What to work on: Update the stretch from "As yet, the" through "the present proceedings." in the passage on party financial reporting, changing "Legal scholars" to "Commentators".

Pursuant to Art. 21(5) GG, it is for the legislator to set out the details of the constitutional requirement of transparency. The legislator is afforded a wide margin of appreciation and leeway in this regard. In exercising this margin, the legislator may, in line with the meaning and purpose of the transparency requirement, take into account practicality aspects (cf. BVerfGE 85, 264 <321>; 111, 54 <84>). It is therefore generally not objectionable for the legislator to assume with respect to §§ 23 ff. PartG that only a complete financial report, drawn up with the involvement of external expertise, is sufficient to satisfy the constitutional requirement of providing citizens with information about a party’s income, expenditure and assets (cf. BVerfGE 24, 300 <356>; 111, 54 <89>). Even if the financial accountability obligations imposed on political parties by §§ 23 ff. PartG do interfere with their freedom of activity protected under Art. 21(1) first and second sentence GG, these obligations are in principle justified by Art. 21(1) fourth sentence GG.
cc) However, Art. 21(1) fourth sentence GG is only capable of justifying such interference if the withdrawal of recognition as a political party adheres to the requirement to strike an appropriate balance between, on the one hand, the freedom of political parties under Art. 21(1) first and second sentence GG and, on the other hand, the constitutional financial reporting obligations.
As yet, the Federal Constitutional Court’s case-law offers no guidance on whether § 2(2) second sentence PartG provides such justification. Legal scholars have raised considerable constitutional concerns regarding this provision ([...]). [...]
dd) […]
b) Despite these concerns, it is not manifestly obvious that § 2(2) second sentence in conjunction with § 23 PartG are unconstitutional; yet for the reasons set out above, such manifest unconstitutionality is the only relevant issue in the present proceedings.
aa) An assessment of the constitutionality of these provisions would require establishing the factual accuracy of the complainant’s assertion that political parties not covered by the exemption under § 23(2) fourth sentence PartG are unable to comply with the obligation to have their financial reports audited and certified, or at least that the burdens associated with this obligation unreasonably (unzumutbar ) impair the exercise of their constitutional mandate as a political party.

Data extract:
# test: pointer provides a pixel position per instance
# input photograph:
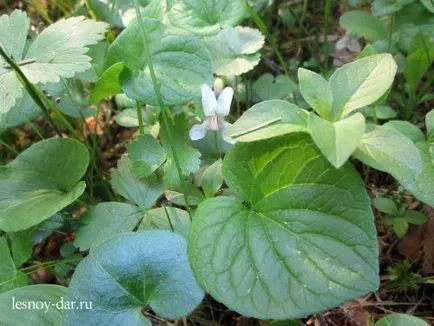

Solved problem:
As yet, the Federal Constitutional Court’s case-law offers no guidance on whether § 2(2) second sentence PartG provides such justification. Commentators have raised considerable constitutional concerns regarding this provision ([...]). [...]
dd) […]
b) Despite these concerns, it is not manifestly obvious that § 2(2) second sentence in conjunction with § 23 PartG are unconstitutional; yet for the reasons set out above, such manifest unconstitutionality is the only relevant issue in the present proceedings.